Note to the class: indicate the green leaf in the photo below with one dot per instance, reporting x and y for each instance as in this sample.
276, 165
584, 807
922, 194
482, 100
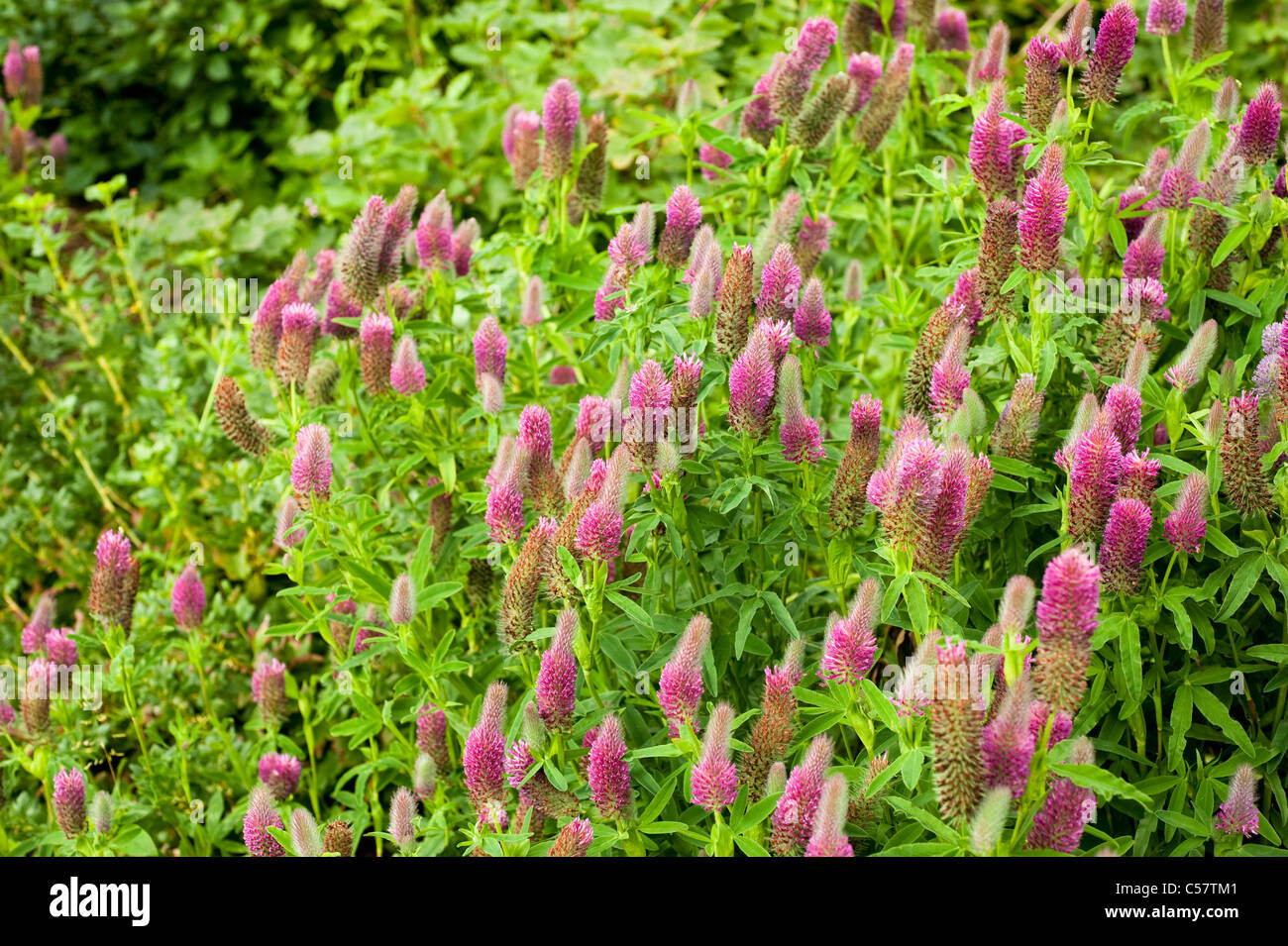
───
### Problem description
Your copy of the records above should be exact and contain no pictures.

### Task answer
Note to the class: indicate the green leaf in the photo below with one dot per instance, reporting x and y for each instance as in this sample.
276, 165
584, 807
922, 194
482, 100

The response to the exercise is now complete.